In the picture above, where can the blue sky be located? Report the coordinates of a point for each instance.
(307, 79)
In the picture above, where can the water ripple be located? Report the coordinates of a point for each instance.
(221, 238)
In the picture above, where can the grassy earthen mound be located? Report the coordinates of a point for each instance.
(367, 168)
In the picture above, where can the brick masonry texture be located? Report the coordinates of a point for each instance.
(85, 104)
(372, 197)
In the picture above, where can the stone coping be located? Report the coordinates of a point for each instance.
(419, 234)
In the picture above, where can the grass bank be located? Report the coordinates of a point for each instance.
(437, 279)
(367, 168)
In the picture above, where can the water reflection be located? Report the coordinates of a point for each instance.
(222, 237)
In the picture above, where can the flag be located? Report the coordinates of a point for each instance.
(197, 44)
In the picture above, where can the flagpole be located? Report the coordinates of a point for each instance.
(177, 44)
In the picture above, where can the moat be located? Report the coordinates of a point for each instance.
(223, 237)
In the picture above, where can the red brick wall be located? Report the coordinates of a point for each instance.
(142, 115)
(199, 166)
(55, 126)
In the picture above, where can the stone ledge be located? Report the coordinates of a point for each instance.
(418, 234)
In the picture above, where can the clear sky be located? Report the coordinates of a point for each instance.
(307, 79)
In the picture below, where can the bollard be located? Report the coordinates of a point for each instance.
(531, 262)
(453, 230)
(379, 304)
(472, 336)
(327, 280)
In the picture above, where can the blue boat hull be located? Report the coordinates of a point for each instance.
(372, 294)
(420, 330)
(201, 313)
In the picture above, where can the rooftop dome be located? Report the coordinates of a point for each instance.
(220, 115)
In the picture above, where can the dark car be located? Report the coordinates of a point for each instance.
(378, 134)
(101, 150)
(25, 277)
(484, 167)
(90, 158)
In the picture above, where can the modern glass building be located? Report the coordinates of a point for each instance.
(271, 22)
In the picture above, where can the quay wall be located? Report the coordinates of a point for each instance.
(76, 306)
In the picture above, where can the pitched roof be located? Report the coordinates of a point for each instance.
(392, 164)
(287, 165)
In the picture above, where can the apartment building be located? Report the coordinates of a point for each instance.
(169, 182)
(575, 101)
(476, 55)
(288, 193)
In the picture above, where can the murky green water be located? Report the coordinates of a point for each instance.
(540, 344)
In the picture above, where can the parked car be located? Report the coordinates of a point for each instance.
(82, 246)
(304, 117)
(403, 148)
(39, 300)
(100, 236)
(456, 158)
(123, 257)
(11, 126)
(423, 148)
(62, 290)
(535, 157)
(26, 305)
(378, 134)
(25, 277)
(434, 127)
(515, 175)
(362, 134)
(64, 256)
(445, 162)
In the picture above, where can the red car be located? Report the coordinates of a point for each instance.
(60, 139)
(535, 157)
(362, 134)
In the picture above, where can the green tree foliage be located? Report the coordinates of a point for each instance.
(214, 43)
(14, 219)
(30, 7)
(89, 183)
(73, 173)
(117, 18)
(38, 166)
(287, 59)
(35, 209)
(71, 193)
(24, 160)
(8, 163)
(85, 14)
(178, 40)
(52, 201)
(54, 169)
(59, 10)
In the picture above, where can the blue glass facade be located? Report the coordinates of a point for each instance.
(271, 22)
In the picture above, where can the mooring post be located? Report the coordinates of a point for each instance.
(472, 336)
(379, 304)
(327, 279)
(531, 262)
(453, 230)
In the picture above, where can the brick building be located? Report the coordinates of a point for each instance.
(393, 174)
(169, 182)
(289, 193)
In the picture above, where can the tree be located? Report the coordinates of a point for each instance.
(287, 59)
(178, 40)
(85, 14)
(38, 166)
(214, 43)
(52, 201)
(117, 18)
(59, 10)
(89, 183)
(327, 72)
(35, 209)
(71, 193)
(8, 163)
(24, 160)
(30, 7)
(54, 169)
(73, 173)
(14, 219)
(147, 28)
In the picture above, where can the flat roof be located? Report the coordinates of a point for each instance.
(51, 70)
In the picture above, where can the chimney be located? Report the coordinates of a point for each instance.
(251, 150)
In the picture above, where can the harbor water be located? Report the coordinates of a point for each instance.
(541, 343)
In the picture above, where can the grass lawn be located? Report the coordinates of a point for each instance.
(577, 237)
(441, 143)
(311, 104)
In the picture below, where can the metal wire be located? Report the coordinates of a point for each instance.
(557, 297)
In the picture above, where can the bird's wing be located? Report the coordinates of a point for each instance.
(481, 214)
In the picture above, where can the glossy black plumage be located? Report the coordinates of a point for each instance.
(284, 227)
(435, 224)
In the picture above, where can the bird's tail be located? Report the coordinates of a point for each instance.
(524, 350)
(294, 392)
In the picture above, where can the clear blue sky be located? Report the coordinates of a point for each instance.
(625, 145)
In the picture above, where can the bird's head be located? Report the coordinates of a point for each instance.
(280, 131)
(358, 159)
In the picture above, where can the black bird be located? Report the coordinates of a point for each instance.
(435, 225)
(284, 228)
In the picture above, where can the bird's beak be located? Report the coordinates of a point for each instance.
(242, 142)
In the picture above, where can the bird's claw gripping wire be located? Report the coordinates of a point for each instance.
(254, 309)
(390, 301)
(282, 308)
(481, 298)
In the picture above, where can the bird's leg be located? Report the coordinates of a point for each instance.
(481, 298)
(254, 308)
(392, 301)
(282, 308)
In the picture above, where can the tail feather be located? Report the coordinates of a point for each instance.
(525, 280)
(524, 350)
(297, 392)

◇ ◇ ◇ ◇

Problem statement: In the entries above, find the line containing "In the picture above, where can the bird's head". Set down that line and every line after it through the last one, exactly and alone.

Complete output:
In the picture above, where can the bird's head be located? Report the coordinates of a point for each instance.
(280, 131)
(358, 159)
In the picture above, where can the black bird be located? Report the coordinates of a point for each instance.
(435, 225)
(284, 228)
In the picture above, where can the bird's beak be located? Report the coordinates of a point for each instance.
(242, 142)
In the picture above, where can the bird's claw gripping wire be located? Report the coordinates of a point for each instance.
(254, 309)
(390, 301)
(282, 308)
(481, 298)
In the picture above, where can the bird's leg be located? Report the coordinates of a point for each instance.
(481, 298)
(254, 308)
(392, 301)
(282, 308)
In the picture above, where can the tail feather be located? Report the coordinates of a point for each instance.
(525, 280)
(524, 350)
(297, 392)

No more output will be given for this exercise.